Stated exercise: Translate this sentence from the blog post about community journalism into Spanish: "The Community Journalism Interest Group officially formed at the Toronto meeting with about 20 people."
---------- Source passage
Tuesday, August 17, 2004

Community journalism gets some more respect

Still have stuff to post from the Toronto trip, but am having to dribble it out around getting ready for classes that begin Thursday. One quick item of note is that community journalism now has a new home at the Association for Education in Journalism and Mass Communications.

The Community Journalism Interest Group officially formed at the Toronto meeting with about 20 people. (I get to play secretary for the next year.) The driving force is the belief that while journalists at newspapers of less than 50,000 circulation (and in small TV markets) might face similar issues as their big-city bretheren, their practices and the outcomes can be much different in markets were "everybody knows your name." And besides, many of our graduates get their first jobs in these markets.

Jock Lauterer of the University of North Carolina (bio), a longtime community journalist himself, pushed for the group's formation with the following organizing principles:

• To invigorate and inspire educators in community journalism by forming a national cohort of like-minded scholars sharing their ideas, findings and work on an annual basis.
• To open a national dialogue on community journalism by creating a networking system and an annual focal point for educators in this field.
--------------------
---------- Data segment
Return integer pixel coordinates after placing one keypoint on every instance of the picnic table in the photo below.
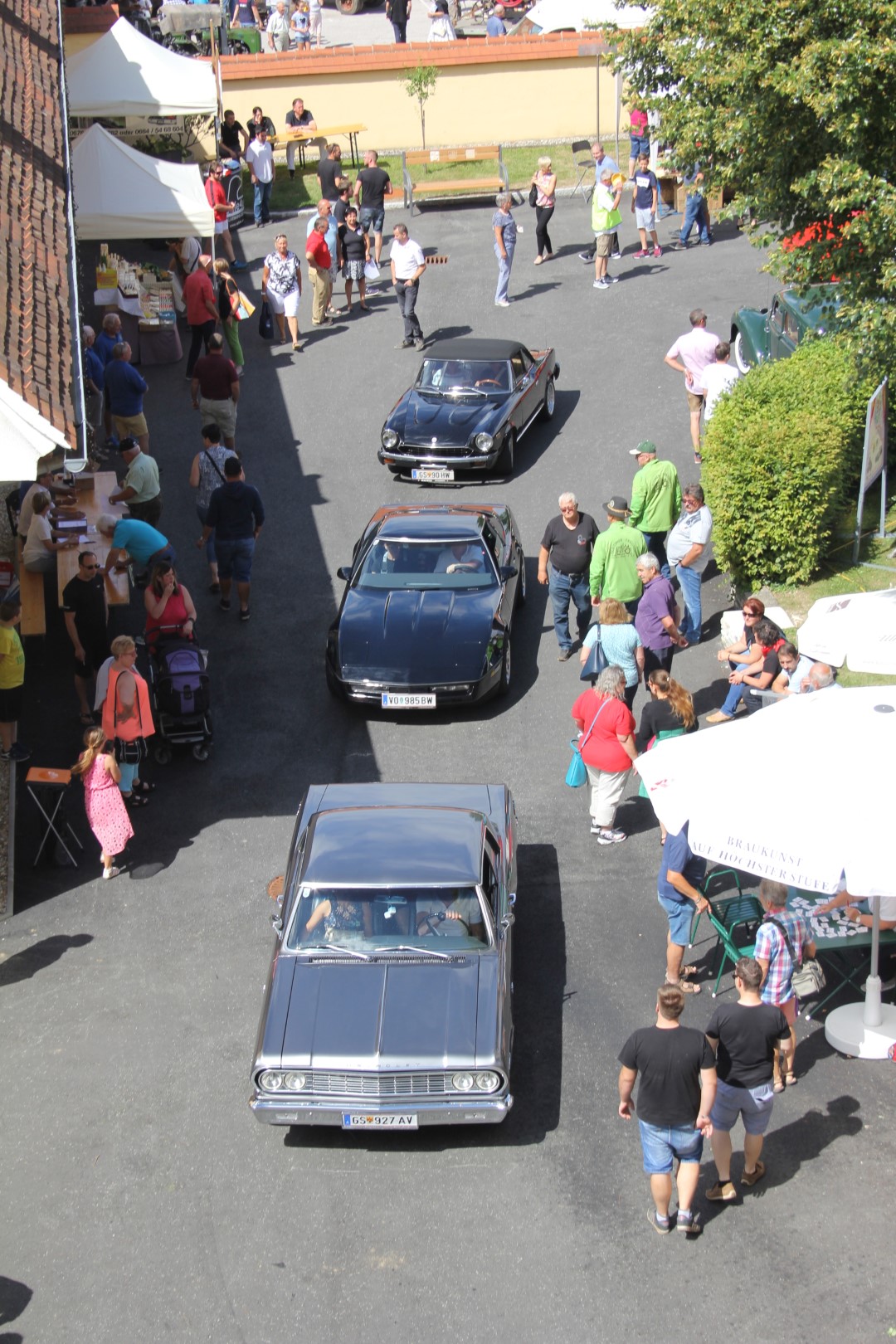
--------------------
Answer to this task: El Grupo de Interés en Periodismo Comunitario se formó oficialmente en la reunión de Toronto con unas 20 personas.